### Tarea
Extrae del listado que aparece más abajo todas las líneas que contengan la palabra "above".

====== Datos de la tarea

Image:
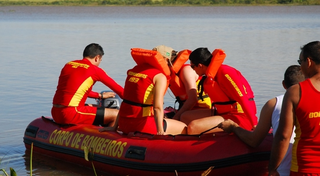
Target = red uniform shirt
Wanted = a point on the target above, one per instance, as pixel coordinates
(139, 92)
(306, 148)
(229, 85)
(76, 81)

============

### Respuesta final
Wanted = a point on the target above, one per instance, as pixel coordinates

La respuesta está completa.